▶ _PROBLEM 1_:
Say whether each statement agrees with the thread below. For each, answer yes or no and quote the deciding words of the thread exactly.
(a) Michael says recompiling PETSc twice is hard.
(b) Michael says both libraries will contain the same symbols for double and double complex functions.
(c) Filippo says he uses PETSc in many projects.

[petsc-users] PETSc with modern C++

Michael Povolotskyi mpovolot at purdue.edu
Mon Apr 3 12:11:53 CDT 2017


Hi Filippo,
to recompile Petsc twice is easy.
The difficulty is that in both libraries there will be the same symbols 
for double and double complex functions.
If they were a part of a C++ namespaces, then it would be easier.
Michael.

On 04/03/2017 12:45 PM, Filippo Leonardi wrote:
>
> On Monday, 3 April 2017 02:00:53 CEST you wrote:
>
> > On Sun, Apr 2, 2017 at 2:15 PM, Filippo Leonardi 
> <filippo.leon at gmail.com <mailto:filippo.leon at gmail.com>>
>
> >
>
> > wrote:
>
> > > Hello,
>
> > >
>
> > > I have a project in mind and seek feedback.
>
> > >
>
> > > Disclaimer: I hope I am not abusing of this mailing list with this 
> idea.
>
> > > If so, please ignore.
>
> > >
>
> > > As a thought experiment, and to have a bit of fun, I am currently
>
> > > writing/thinking on writing, a small (modern) C++ wrapper around 
> PETSc.
>
> > >
>
> > > Premise: PETSc is awesome, I love it and use in many projects.

▶ _PROBLEM 2_: Reproduce the records word for word, everything from the line containing "Pin the red socks" down to the end of the records, including both ends.

▶ _DATA SHOWN_:

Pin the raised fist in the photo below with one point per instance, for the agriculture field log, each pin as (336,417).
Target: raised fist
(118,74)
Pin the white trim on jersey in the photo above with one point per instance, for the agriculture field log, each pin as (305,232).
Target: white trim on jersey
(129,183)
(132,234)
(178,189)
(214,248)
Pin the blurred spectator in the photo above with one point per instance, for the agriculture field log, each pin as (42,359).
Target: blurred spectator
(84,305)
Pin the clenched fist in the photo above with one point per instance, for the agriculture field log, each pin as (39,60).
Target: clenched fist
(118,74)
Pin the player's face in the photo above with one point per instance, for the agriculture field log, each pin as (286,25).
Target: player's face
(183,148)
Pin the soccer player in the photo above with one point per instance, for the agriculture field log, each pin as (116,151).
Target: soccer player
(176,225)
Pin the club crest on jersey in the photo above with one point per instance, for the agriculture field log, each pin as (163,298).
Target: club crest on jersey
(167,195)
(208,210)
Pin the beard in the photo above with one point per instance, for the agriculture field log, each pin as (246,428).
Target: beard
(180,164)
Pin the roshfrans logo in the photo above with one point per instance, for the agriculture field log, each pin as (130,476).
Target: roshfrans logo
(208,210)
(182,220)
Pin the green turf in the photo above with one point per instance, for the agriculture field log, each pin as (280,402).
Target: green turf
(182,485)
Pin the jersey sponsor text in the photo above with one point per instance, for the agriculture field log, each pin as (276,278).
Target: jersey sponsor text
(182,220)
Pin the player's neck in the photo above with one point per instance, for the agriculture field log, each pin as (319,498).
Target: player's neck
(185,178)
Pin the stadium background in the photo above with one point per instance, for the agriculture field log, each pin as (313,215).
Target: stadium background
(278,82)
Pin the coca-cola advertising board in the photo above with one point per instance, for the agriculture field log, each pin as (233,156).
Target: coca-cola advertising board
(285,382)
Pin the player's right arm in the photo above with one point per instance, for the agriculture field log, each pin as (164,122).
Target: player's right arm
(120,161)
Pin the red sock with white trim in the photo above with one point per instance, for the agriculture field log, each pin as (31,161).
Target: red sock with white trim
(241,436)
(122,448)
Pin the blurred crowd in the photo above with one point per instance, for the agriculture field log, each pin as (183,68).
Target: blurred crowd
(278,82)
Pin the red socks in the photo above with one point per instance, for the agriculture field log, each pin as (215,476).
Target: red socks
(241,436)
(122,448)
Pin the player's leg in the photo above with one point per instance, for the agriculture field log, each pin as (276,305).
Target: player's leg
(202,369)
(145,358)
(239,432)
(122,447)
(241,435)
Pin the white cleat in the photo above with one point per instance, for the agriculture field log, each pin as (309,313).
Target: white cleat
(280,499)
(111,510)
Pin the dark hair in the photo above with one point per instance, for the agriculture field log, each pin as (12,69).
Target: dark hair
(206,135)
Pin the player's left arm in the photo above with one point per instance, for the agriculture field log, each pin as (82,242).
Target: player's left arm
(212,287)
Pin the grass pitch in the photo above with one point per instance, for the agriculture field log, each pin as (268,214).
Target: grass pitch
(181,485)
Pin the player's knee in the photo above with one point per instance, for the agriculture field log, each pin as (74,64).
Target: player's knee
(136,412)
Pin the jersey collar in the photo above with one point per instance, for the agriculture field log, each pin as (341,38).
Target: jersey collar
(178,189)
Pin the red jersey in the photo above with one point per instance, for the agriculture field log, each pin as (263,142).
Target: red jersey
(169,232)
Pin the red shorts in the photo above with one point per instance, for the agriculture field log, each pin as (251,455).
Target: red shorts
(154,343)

▶ _FINAL RESULT 1_:
(a) No: "to recompile Petsc twice is easy."
(b) Yes: "The difficulty is that in both libraries there will be the same symbols for double and double complex functions."
(c) Yes: "Premise: PETSc is awesome, I love it and use in many projects."

▶ _FINAL RESULT 2_:
Pin the red socks in the photo above with one point per instance, for the agriculture field log, each pin as (215,476).
Target: red socks
(241,436)
(122,448)
Pin the player's leg in the photo above with one point per instance, for the agriculture field log, each pin as (276,305).
Target: player's leg
(202,369)
(145,358)
(239,432)
(122,447)
(241,435)
Pin the white cleat in the photo above with one point per instance, for the agriculture field log, each pin as (309,313).
Target: white cleat
(280,499)
(111,510)
Pin the dark hair in the photo above with one point per instance, for the agriculture field log, each pin as (12,69).
Target: dark hair
(206,135)
Pin the player's left arm in the photo above with one point per instance, for the agriculture field log, each pin as (82,242).
Target: player's left arm
(212,287)
Pin the grass pitch in the photo above with one point per instance, for the agriculture field log, each pin as (268,214).
Target: grass pitch
(181,485)
Pin the player's knee in the photo above with one point per instance, for the agriculture field log, each pin as (74,64).
Target: player's knee
(136,412)
Pin the jersey collar in the photo above with one point per instance, for the agriculture field log, each pin as (341,38).
Target: jersey collar
(178,189)
Pin the red jersey in the photo above with one point per instance, for the agriculture field log, each pin as (263,142).
Target: red jersey
(169,232)
Pin the red shorts in the photo above with one point per instance, for the agriculture field log, each pin as (251,455).
Target: red shorts
(154,343)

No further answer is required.